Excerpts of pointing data
--- Begin ---

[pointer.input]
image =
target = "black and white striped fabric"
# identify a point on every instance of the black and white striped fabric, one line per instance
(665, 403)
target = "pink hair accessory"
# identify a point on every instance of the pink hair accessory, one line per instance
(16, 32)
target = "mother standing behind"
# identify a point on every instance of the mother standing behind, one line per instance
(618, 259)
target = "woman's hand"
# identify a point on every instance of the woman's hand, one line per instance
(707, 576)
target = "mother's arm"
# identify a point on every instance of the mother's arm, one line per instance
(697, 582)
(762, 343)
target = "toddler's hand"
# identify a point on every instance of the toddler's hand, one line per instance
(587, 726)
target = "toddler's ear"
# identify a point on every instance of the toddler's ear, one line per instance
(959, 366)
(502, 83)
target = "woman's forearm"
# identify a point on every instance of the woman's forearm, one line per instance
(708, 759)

--- End ---
--- Begin ---

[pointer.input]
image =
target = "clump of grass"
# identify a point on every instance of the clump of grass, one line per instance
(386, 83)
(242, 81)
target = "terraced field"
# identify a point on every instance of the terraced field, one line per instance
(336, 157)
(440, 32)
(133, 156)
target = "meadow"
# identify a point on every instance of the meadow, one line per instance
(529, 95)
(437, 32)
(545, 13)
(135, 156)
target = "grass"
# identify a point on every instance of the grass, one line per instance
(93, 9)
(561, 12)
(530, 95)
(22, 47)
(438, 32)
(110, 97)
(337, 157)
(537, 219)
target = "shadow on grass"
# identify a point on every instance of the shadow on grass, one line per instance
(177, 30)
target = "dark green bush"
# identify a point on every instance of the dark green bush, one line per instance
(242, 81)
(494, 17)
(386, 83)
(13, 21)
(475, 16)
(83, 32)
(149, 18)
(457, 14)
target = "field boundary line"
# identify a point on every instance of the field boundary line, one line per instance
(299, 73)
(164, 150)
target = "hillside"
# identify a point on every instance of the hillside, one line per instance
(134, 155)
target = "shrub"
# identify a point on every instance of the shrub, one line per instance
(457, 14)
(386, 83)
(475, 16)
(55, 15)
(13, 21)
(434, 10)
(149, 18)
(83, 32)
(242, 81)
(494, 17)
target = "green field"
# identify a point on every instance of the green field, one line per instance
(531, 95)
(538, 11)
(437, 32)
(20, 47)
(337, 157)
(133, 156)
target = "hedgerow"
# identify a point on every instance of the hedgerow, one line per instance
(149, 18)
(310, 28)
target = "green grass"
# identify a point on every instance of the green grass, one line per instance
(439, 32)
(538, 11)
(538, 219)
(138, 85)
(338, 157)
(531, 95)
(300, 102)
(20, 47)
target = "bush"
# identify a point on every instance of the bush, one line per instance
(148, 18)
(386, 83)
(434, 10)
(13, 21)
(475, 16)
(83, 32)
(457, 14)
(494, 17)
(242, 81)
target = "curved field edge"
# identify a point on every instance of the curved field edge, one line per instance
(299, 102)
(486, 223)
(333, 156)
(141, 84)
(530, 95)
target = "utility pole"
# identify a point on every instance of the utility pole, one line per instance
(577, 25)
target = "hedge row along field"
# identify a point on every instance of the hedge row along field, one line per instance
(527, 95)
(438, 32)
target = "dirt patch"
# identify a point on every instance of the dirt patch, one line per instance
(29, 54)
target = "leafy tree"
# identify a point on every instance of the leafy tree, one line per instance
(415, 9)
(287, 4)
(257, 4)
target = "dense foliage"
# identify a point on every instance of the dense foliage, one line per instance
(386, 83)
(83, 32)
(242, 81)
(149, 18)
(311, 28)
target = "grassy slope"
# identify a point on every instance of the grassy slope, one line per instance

--- End ---

Report, word for word, each line of the records that contains the string "behind".

target = "mother standing behind"
# identify a point on every instance of the mother standing behind, one line per instance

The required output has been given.